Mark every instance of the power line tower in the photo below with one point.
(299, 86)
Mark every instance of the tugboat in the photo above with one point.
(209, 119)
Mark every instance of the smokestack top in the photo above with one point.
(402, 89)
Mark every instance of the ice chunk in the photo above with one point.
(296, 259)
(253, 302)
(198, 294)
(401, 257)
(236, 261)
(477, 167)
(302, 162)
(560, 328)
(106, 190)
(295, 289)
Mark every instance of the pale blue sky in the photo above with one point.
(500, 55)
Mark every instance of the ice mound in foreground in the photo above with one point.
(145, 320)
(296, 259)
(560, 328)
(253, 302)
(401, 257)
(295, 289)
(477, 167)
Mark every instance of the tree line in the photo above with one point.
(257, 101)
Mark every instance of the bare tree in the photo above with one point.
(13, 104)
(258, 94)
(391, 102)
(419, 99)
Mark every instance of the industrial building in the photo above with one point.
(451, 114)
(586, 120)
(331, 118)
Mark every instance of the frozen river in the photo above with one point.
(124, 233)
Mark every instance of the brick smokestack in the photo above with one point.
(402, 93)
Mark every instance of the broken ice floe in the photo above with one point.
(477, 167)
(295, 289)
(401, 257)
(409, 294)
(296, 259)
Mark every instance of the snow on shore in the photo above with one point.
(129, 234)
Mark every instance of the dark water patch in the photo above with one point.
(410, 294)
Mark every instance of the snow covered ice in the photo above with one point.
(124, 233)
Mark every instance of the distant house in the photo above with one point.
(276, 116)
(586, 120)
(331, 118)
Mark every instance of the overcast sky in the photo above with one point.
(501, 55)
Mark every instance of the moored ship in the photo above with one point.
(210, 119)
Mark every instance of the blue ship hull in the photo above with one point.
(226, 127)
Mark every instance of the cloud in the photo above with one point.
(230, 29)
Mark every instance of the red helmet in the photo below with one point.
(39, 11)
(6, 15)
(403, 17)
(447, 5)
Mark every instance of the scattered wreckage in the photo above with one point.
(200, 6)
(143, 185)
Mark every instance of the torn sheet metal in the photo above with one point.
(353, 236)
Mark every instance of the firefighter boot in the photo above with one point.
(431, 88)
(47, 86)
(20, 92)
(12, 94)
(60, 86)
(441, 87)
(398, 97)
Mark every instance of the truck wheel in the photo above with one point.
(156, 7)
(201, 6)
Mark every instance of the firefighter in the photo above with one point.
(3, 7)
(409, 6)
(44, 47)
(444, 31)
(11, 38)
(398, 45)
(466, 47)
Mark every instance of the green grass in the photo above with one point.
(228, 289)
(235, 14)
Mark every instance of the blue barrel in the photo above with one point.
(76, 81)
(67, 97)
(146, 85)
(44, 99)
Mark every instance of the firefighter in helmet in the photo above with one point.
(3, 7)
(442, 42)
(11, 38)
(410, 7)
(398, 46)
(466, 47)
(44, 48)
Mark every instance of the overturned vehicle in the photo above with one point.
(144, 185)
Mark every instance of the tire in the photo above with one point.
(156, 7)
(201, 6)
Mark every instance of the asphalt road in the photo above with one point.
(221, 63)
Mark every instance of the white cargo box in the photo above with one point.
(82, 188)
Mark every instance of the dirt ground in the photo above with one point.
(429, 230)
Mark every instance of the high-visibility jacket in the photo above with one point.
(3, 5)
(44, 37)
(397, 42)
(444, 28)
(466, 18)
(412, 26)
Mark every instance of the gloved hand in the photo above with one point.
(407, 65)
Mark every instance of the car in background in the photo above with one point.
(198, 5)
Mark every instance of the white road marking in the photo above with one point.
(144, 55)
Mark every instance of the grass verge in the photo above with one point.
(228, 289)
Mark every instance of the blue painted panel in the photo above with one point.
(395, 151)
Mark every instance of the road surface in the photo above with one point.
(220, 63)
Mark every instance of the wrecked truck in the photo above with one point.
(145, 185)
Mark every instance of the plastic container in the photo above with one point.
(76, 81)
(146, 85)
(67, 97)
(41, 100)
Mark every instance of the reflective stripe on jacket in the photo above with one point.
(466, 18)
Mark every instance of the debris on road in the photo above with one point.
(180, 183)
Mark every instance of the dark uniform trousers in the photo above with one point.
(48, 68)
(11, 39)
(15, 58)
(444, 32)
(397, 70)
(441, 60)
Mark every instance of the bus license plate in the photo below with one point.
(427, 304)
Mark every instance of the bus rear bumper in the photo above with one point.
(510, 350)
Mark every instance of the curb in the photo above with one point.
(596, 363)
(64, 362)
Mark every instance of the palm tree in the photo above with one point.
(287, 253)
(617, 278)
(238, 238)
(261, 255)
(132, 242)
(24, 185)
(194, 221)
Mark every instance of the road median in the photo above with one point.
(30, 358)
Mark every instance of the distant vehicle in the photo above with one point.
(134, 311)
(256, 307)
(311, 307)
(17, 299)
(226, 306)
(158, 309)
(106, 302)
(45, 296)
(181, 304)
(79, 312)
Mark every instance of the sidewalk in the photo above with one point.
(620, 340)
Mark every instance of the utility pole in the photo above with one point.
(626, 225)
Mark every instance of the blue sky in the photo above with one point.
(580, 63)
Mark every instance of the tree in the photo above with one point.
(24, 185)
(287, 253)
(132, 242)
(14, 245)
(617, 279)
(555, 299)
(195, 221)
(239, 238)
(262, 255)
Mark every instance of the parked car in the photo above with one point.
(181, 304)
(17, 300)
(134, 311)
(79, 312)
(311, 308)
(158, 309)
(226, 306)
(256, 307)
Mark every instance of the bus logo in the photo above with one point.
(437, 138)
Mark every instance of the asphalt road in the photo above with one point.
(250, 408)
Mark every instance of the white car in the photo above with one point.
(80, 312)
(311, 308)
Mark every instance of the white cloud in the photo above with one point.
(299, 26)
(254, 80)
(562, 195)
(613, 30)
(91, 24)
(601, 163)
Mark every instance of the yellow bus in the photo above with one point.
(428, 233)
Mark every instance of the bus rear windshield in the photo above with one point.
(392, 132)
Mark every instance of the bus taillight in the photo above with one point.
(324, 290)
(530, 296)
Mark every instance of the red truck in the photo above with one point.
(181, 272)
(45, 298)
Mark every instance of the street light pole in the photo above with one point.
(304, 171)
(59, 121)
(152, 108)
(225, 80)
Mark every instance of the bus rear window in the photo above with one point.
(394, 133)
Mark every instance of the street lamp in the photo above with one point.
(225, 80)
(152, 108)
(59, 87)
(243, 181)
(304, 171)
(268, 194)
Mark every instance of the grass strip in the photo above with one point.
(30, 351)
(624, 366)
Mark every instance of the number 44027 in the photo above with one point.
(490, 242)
• • • •
Here, the records must be output exactly and in full.

Mark every instance of the power line tower in the photo below with one point.
(299, 86)
Mark every instance of the tugboat in the photo above with one point.
(209, 119)
Mark every instance of the smokestack top in the photo above with one point.
(402, 89)
Mark every instance of the ice chunk in the photo above with one point.
(296, 259)
(253, 302)
(198, 294)
(401, 257)
(236, 261)
(477, 167)
(302, 162)
(560, 328)
(106, 190)
(295, 289)
Mark every instance of the pale blue sky in the photo above with one point.
(500, 55)
Mark every instance of the ice mound in foreground in the photo above with one point.
(145, 320)
(296, 259)
(560, 328)
(253, 302)
(401, 257)
(295, 289)
(477, 167)
Mark every instance of the tree line in the photo above with one point.
(257, 101)
Mark every instance of the bare tree in the photo above with one point.
(13, 104)
(258, 94)
(391, 102)
(419, 99)
Mark every instance of the industrial building in the photo above with one point.
(451, 114)
(586, 120)
(331, 118)
Mark every instance of the frozen river in the photo above with one point.
(124, 233)
Mark every instance of the brick smokestack in the photo above with one point.
(402, 93)
Mark every instance of the broken ice floe in the photo above with one point.
(477, 167)
(295, 289)
(401, 257)
(409, 294)
(296, 259)
Mark every instance of the snow on shore in the photo above with one point.
(129, 234)
Mark every instance of the dark water patch in the photo above with one point.
(410, 294)
Mark every instance of the snow covered ice in the photo above with one point.
(124, 233)
Mark every instance of the distant house in the photo above with one point.
(276, 116)
(586, 120)
(331, 118)
Mark every instance of the overcast sky in the photo above with one point.
(501, 55)
Mark every instance of the moored ship in the photo above with one point.
(210, 119)
Mark every instance of the blue ship hull in the photo above with one point.
(226, 127)
Mark every instance of the cloud in the photo above with one point.
(230, 29)
Mark every instance of the red helmet in the photo below with one point.
(39, 11)
(6, 15)
(403, 17)
(447, 5)
Mark every instance of the scattered wreckage in the photo above with one point.
(200, 6)
(143, 185)
Mark every instance of the torn sheet metal in the photo above with one point.
(353, 236)
Mark every instance of the firefighter boot in the photo above with one point.
(431, 88)
(47, 86)
(20, 92)
(12, 94)
(60, 86)
(441, 87)
(398, 97)
Mark every instance of the truck wheel in the photo above with one point.
(156, 7)
(201, 6)
Mark every instance of the firefighter in the photo above with one point.
(3, 7)
(409, 6)
(44, 47)
(444, 31)
(11, 38)
(398, 45)
(466, 47)
Mark every instance of the green grass in the photo above with one point.
(228, 289)
(235, 14)
Mark every instance of the blue barrel in the photo above with one point.
(76, 81)
(67, 97)
(146, 85)
(44, 99)
Mark every instance of the firefighter in helmet in the photo above with one point.
(3, 7)
(442, 42)
(11, 38)
(410, 7)
(398, 46)
(466, 47)
(44, 48)
Mark every instance of the overturned vehicle in the photo above with one point.
(144, 185)
Mark every instance of the tire in the photo above with one point.
(156, 7)
(201, 6)
Mark every instance of the asphalt road in the photo above with one point.
(221, 63)
Mark every instance of the white cargo box in the photo above with one point.
(82, 188)
Mark every instance of the dirt ground in the photo above with one point.
(429, 230)
Mark every instance of the high-visibility jacket in the photo above with one point.
(3, 5)
(44, 37)
(397, 42)
(444, 28)
(466, 18)
(412, 26)
Mark every instance of the gloved hand in the photo above with one point.
(407, 65)
Mark every instance of the car in background in the photo above with one point.
(198, 5)
Mark every instance of the white road marking in the photo above with one point.
(144, 55)
Mark every instance of the grass verge in the photo above with one point.
(228, 289)
Mark every instance of the blue painted panel in the photo above with one point.
(395, 151)
Mark every instance of the road surface in the photo above with one point.
(220, 63)
Mark every instance of the wrecked truck in the photo above with one point.
(145, 185)
Mark every instance of the plastic container in the photo above with one point.
(76, 81)
(146, 85)
(67, 97)
(41, 100)
Mark every instance of the reflective stripe on jacket in the photo above with one point.
(466, 18)
Mark every instance of the debris on road in the photo above with one point.
(180, 183)
Mark every instance of the dark uniform trousers in the photo above with one point.
(48, 68)
(11, 39)
(15, 58)
(444, 32)
(397, 70)
(441, 60)
Mark every instance of the bus license plate in the photo below with one point.
(427, 304)
Mark every instance of the bus rear bumper in the photo above with one point.
(510, 350)
Mark every instance of the curb in the photo above with one point.
(596, 363)
(64, 362)
Mark every instance of the palm tree in the photo above with one point.
(287, 253)
(617, 278)
(238, 238)
(261, 255)
(132, 242)
(24, 185)
(194, 221)
Mark every instance of the road median in the photo above with one point.
(30, 358)
Mark every instance of the distant vehicle in the photo above with one point.
(134, 311)
(256, 307)
(311, 307)
(17, 299)
(226, 306)
(158, 309)
(106, 302)
(45, 296)
(181, 304)
(79, 312)
Mark every instance of the sidewalk in the photo above with one point.
(620, 340)
Mark every instance of the utility pole in the photo above with one point.
(626, 225)
Mark every instance of the blue sky in the photo above with one point.
(580, 63)
Mark every instance of the tree in the photo above with one point.
(24, 185)
(287, 253)
(132, 242)
(14, 245)
(617, 279)
(555, 299)
(195, 221)
(239, 238)
(262, 255)
Mark every instance of the parked car in the photo above with one point.
(181, 304)
(17, 300)
(134, 311)
(79, 312)
(311, 308)
(158, 309)
(226, 306)
(256, 307)
Mark every instance of the bus logo in the photo above with one point.
(437, 138)
Mark every instance of the asphalt road in the photo above with one point.
(250, 408)
Mark every instance of the white car in the photo above with one point.
(80, 312)
(311, 308)
Mark every instance of the white cloud in the photo above with one point.
(299, 26)
(254, 80)
(562, 195)
(613, 30)
(91, 24)
(601, 163)
Mark every instance of the yellow bus in the photo above with one point.
(428, 233)
Mark every instance of the bus rear windshield in the photo above with one point.
(392, 132)
Mark every instance of the bus taillight in the photo above with one point.
(324, 290)
(530, 296)
Mark every instance of the red truck in the photo above with one point.
(181, 272)
(45, 298)
Mark every instance of the street light pole in the photo above with one point.
(304, 171)
(59, 121)
(152, 108)
(225, 80)
Mark every instance of the bus rear window in the photo above with one point.
(394, 133)
Mark every instance of the street lamp in the photo above with one point.
(225, 80)
(152, 108)
(59, 87)
(243, 181)
(304, 171)
(268, 194)
Mark every instance of the grass strip in the photo above with one point.
(30, 351)
(624, 366)
Mark every instance of the number 44027 in the photo above with one point.
(490, 242)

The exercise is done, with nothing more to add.